── STORED DATA ──

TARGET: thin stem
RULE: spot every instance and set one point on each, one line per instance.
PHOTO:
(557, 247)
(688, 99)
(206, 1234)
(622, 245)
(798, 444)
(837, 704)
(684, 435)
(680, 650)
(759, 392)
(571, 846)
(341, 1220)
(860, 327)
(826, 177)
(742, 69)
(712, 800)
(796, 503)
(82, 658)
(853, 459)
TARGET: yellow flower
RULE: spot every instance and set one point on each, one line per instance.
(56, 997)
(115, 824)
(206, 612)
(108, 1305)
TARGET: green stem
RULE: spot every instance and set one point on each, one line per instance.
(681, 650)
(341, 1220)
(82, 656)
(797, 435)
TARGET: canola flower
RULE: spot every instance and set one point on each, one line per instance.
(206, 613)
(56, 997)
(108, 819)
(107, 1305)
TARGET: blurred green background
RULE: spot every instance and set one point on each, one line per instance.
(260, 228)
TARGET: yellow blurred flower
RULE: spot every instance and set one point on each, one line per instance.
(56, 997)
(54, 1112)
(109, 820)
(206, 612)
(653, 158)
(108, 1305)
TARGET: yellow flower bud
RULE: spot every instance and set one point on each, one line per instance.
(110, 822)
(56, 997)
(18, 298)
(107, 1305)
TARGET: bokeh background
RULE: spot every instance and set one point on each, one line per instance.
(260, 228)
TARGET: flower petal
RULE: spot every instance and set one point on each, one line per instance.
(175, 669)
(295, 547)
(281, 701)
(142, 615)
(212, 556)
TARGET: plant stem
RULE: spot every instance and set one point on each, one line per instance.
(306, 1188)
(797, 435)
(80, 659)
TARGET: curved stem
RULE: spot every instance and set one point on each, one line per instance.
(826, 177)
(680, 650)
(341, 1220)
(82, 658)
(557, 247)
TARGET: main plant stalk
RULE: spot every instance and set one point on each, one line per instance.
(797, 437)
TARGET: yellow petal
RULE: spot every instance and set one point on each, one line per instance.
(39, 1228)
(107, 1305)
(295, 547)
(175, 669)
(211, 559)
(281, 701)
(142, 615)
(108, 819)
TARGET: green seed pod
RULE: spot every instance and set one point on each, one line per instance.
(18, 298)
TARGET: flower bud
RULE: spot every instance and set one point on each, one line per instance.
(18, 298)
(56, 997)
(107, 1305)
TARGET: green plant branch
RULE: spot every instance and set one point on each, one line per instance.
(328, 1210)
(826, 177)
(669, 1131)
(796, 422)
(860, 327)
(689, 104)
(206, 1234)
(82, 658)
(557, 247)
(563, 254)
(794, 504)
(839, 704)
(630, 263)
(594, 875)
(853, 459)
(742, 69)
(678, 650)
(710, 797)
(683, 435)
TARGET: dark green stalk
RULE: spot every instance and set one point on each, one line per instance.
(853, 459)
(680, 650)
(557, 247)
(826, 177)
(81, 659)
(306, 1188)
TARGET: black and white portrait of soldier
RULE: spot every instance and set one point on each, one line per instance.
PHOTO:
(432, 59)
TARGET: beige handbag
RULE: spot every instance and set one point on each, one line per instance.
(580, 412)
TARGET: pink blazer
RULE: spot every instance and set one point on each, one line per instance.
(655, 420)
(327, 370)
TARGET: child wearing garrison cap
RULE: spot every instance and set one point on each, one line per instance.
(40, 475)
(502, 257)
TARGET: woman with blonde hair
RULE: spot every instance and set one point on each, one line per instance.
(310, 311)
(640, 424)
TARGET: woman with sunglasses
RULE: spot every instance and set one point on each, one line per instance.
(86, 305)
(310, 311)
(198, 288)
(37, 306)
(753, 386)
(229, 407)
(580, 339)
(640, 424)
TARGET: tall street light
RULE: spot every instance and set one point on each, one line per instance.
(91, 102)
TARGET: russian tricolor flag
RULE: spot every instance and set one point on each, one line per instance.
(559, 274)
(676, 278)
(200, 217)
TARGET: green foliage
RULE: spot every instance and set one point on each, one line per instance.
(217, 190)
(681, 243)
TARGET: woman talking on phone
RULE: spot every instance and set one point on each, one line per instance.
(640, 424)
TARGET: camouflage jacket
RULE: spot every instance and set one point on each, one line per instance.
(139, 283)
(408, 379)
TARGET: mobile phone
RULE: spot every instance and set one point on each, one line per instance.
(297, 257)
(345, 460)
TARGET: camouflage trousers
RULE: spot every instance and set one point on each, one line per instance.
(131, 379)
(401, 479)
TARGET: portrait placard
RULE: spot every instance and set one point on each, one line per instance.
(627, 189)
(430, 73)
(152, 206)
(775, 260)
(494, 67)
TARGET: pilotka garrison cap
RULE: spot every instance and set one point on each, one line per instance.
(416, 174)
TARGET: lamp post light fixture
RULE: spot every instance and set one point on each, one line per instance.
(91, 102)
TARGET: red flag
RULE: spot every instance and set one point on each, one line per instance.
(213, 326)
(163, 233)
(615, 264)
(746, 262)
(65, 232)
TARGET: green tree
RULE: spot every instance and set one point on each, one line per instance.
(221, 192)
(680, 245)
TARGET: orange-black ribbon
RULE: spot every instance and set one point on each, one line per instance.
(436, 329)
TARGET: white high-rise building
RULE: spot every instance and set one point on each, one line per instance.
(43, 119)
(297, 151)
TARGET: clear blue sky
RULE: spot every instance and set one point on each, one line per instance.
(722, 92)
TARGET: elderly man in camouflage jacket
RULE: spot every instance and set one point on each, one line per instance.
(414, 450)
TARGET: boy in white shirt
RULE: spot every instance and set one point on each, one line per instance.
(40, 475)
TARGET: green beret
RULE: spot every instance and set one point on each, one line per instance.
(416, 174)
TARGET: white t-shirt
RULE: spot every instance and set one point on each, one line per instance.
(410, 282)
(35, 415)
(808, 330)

───

Write out all the records above again, exactly as they stand.

TARGET: thin stem
RULE: spot every instance and set one point on each, one line per instance.
PHOTO:
(557, 247)
(688, 99)
(206, 1234)
(622, 245)
(798, 444)
(837, 704)
(684, 435)
(680, 650)
(759, 392)
(571, 846)
(341, 1220)
(860, 327)
(826, 177)
(742, 69)
(712, 800)
(796, 503)
(82, 658)
(853, 459)
TARGET: yellow flower
RULE: spot every instance and set one point on each, one line per instance.
(56, 997)
(115, 824)
(206, 612)
(108, 1305)
TARGET: green stem
RULE: spot every instance and set one point on each, one line per instance.
(681, 650)
(341, 1220)
(82, 656)
(797, 435)
TARGET: canola flower
RULE: spot every instance and set one point on each, one line per instance.
(206, 613)
(56, 997)
(108, 819)
(107, 1305)
TARGET: blurred green background
RULE: spot every instance and set one point on each, one line per instance.
(260, 228)
TARGET: yellow blurred flower
RULE: spot every instance and set one point on each, one line per instance.
(56, 997)
(54, 1112)
(109, 820)
(206, 612)
(653, 158)
(108, 1305)
TARGET: yellow flower bud
RULE: spot every instance and set one point on each, one line per instance.
(110, 822)
(56, 997)
(18, 298)
(107, 1305)
TARGET: bokeh background
RULE: spot every instance and set one point on each, one line per instance.
(260, 228)
TARGET: flower petal
RULE: spot every instance and set one point on each, one line per instance.
(175, 669)
(295, 547)
(281, 701)
(142, 615)
(212, 556)
TARGET: plant stem
RULE: spot every instance and set one point on each, one line per instance.
(306, 1188)
(797, 435)
(80, 659)
TARGET: curved stem
RULE: spot every instance and set one point on each, one line per instance.
(826, 177)
(680, 650)
(341, 1220)
(82, 658)
(557, 247)
TARGET: main plant stalk
RULE: spot every instance and set one point on each, one line per instance.
(797, 437)
TARGET: yellow petal
RULE: spot every instance and set one point on each, one line per instance.
(39, 1228)
(107, 1305)
(295, 547)
(175, 669)
(211, 559)
(281, 701)
(142, 615)
(108, 819)
TARGET: green seed pod
RULE: spot every instance and set one point on each, one line per instance.
(18, 298)
TARGET: flower bud
RULE: spot every instance and set one point on each, one line per instance.
(18, 298)
(56, 997)
(107, 1305)
TARGET: green plant branch
RULE: spot every instance and set one point on each, one line per instance.
(328, 1210)
(826, 177)
(669, 1131)
(796, 422)
(860, 327)
(689, 104)
(206, 1234)
(82, 658)
(557, 247)
(563, 254)
(794, 504)
(839, 704)
(630, 263)
(594, 875)
(853, 459)
(742, 69)
(678, 650)
(710, 797)
(683, 435)
TARGET: dark green stalk
RULE: spot every instance and set one point on each, one line per instance.
(853, 459)
(680, 650)
(557, 247)
(826, 177)
(81, 659)
(306, 1188)
TARGET: black and white portrait of soldier
RULE: spot every instance and set one point on each, one line per instance.
PHOTO:
(432, 59)
TARGET: beige handbag
RULE: spot every instance and set one point on each, one line per instance.
(580, 412)
TARGET: pink blazer
RULE: spot every instance and set one point on each, one line per instance.
(655, 420)
(327, 370)
TARGET: child wearing garrison cap
RULE: spot every instance and set one point on each, one line per instance.
(40, 475)
(502, 257)
TARGET: woman with blonde hair
RULE: spot every instance and set one point on each, one line per instance.
(310, 311)
(640, 424)
TARGET: woman with sunglasses
RULE: spot every instance and set one point on each, one line per instance.
(86, 305)
(310, 311)
(198, 288)
(37, 306)
(753, 386)
(229, 407)
(580, 339)
(640, 424)
TARGET: tall street light
RULE: spot every instance and set one point on each, one line per instance.
(91, 102)
TARGET: russian tricolor flag
RULE: spot every instance and set one point on each, one line per instance.
(559, 274)
(676, 278)
(200, 217)
TARGET: green foliage
RULE: spot every instance and set one point on each, one line per instance.
(217, 190)
(681, 243)
TARGET: woman talking on phone
RULE: spot every instance and set one point on each, one line per instance.
(640, 424)
TARGET: camouflage jacket
RULE: spot every instance and set one point on each, one line per instance.
(139, 283)
(408, 379)
TARGET: mobile phone
RULE: spot every instance and set one point on each, one line per instance.
(297, 257)
(345, 460)
TARGET: camouflage trousers
RULE: spot every instance and set one point on each, one line per instance.
(131, 379)
(401, 479)
TARGET: portrait placard
RULE: spot every instance and set one point on each, one line per instance.
(627, 189)
(430, 73)
(152, 206)
(775, 260)
(494, 67)
TARGET: pilotka garrison cap
RULE: spot every instance and set one point on each, one line per instance.
(416, 174)
TARGET: lamp post light fixture
RULE: spot every instance and set one point on each, one line per instance.
(91, 102)
TARGET: red flag
RULE: spot every instance and set one point on each, one line per instance.
(213, 326)
(163, 233)
(615, 264)
(746, 262)
(65, 232)
TARGET: green tree
RULE: spot every instance and set one point on each, one line per instance.
(221, 192)
(680, 245)
TARGET: orange-black ribbon
RULE: spot every instance and set one point on each, one line per instance.
(436, 329)
TARGET: white high-rise building
RULE: spot every instance and set one point on each, one line per instance.
(43, 119)
(297, 151)
TARGET: clear blue sky
RULE: spot every instance and set one point on each, one line per instance.
(722, 92)
TARGET: elderly man in camouflage jacket
RULE: spot every instance and set one point on each, one line per instance.
(414, 450)
TARGET: boy in white shirt
RULE: spot every instance and set one point on each, one line per instance.
(40, 475)
TARGET: green beret
RULE: spot every instance and set one point on each, one line per instance.
(416, 174)
TARGET: white t-shirt
RULE: spot every instance and set one point on each, one line per instance.
(410, 282)
(35, 415)
(808, 330)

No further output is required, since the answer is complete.